▸ SHORT PROBLEM:
Begin at the line that contains "Q: Locate the man's" and repeat every line from there to the end of the records below, inclusive, without adding any other line.

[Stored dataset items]
=-=-=
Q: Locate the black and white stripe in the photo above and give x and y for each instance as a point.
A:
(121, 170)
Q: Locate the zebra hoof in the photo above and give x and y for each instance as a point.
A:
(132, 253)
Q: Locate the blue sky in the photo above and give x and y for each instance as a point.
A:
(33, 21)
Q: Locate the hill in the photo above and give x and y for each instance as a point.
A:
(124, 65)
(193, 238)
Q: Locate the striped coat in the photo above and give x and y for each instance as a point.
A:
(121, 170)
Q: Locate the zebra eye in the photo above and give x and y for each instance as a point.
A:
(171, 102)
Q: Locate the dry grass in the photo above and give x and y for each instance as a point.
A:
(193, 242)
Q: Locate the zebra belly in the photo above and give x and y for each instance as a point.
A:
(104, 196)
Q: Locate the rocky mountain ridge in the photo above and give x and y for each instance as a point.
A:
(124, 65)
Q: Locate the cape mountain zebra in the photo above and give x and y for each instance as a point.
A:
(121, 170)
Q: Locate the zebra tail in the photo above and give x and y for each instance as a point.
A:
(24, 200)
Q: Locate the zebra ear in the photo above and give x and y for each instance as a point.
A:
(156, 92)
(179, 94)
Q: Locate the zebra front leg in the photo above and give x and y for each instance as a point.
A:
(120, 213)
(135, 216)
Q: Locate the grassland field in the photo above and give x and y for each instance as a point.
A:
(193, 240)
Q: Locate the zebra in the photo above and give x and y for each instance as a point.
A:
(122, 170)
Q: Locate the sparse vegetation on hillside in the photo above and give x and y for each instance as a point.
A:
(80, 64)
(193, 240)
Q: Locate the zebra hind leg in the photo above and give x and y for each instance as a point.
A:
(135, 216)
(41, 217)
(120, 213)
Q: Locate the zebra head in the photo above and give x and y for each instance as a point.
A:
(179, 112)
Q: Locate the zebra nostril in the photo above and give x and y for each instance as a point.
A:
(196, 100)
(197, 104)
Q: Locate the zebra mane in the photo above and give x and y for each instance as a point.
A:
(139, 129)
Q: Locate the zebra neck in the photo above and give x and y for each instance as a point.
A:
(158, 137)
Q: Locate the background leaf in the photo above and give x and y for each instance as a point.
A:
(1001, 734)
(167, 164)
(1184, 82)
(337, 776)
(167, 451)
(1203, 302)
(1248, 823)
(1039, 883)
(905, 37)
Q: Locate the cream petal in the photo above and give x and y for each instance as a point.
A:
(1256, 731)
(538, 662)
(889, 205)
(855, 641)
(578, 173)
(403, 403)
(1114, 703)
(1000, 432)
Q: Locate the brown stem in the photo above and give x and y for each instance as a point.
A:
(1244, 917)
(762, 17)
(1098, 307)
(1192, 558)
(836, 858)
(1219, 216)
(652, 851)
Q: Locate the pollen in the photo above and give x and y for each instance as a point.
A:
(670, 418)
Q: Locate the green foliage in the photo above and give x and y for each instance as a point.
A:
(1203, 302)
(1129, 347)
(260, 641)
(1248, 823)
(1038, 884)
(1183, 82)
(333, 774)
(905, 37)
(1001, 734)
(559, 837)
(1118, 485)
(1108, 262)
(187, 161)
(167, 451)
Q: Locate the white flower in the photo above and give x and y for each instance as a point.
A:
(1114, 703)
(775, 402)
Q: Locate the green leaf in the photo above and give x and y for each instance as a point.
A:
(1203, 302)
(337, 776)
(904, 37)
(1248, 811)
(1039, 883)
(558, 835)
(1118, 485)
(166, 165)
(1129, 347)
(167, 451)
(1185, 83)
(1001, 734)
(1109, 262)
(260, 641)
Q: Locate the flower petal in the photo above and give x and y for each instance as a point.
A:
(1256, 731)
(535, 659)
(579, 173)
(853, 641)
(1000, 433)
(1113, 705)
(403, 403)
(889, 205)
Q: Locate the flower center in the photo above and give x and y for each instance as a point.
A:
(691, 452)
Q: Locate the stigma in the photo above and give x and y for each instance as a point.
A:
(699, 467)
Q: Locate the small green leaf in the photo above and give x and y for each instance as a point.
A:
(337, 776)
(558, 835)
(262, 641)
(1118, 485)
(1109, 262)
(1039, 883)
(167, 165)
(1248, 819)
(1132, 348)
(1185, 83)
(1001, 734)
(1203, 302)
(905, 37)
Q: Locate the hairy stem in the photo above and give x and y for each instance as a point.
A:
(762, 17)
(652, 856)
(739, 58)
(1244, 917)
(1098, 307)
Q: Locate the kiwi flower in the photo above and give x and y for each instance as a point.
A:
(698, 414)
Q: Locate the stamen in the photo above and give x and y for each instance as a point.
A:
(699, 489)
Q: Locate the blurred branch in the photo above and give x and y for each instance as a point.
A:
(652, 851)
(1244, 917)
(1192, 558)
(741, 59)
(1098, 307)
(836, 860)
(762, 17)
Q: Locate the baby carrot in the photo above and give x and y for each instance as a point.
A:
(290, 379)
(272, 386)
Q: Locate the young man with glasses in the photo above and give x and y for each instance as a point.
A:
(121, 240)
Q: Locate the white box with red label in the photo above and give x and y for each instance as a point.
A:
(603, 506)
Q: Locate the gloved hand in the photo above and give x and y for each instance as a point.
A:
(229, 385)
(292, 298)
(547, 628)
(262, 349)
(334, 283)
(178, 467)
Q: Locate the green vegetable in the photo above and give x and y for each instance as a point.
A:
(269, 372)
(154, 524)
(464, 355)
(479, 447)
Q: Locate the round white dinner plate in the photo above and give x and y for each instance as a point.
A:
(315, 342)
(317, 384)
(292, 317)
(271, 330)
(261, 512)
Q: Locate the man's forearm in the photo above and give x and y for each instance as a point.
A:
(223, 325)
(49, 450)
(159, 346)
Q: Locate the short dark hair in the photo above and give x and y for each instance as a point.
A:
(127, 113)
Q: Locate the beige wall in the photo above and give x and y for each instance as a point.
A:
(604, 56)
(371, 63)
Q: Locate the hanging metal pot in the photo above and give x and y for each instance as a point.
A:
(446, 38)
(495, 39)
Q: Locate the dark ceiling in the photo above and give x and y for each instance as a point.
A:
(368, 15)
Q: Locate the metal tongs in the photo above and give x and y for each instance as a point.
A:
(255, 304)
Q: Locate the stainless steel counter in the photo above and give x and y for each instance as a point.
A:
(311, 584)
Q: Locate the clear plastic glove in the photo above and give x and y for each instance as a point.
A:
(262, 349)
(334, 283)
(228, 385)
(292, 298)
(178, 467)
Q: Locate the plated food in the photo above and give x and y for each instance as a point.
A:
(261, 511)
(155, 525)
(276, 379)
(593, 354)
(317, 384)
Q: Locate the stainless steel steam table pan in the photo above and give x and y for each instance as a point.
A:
=-=-=
▸ ANSWER TO THIS TASK:
Q: Locate the man's forearm in the photo above and give x and y for each instance as a point.
A:
(223, 325)
(49, 450)
(159, 346)
Q: Locate the short dark hair in the photo above and give x and y for each instance as a point.
A:
(127, 113)
Q: Locate the beige wall in the photo above and give x and y for each instance as a point.
A:
(604, 56)
(371, 63)
Q: Locate the hanging metal pot in the photo above and give x and y for each instance as a point.
A:
(446, 38)
(495, 39)
Q: Locate the dark ceiling in the photo above and give x and y for each instance as a point.
A:
(368, 15)
Q: Locate the metal tongs in the photo above and give x and y for each instance as a point.
A:
(255, 304)
Q: Locate the stainless steel counter in the photo above and give x and y for each instance as a point.
A:
(311, 584)
Q: Locate the clear plastic glove in the photo above and give x and y for each instance as a point.
A:
(262, 349)
(334, 283)
(228, 385)
(292, 298)
(178, 467)
Q: Locate the plated food in the photo above and give x and y for each instance as a point.
A:
(261, 511)
(155, 525)
(276, 379)
(593, 354)
(317, 384)
Q: Locate the stainless steel steam table pan in the photo above and give x and y for each instance as a point.
A:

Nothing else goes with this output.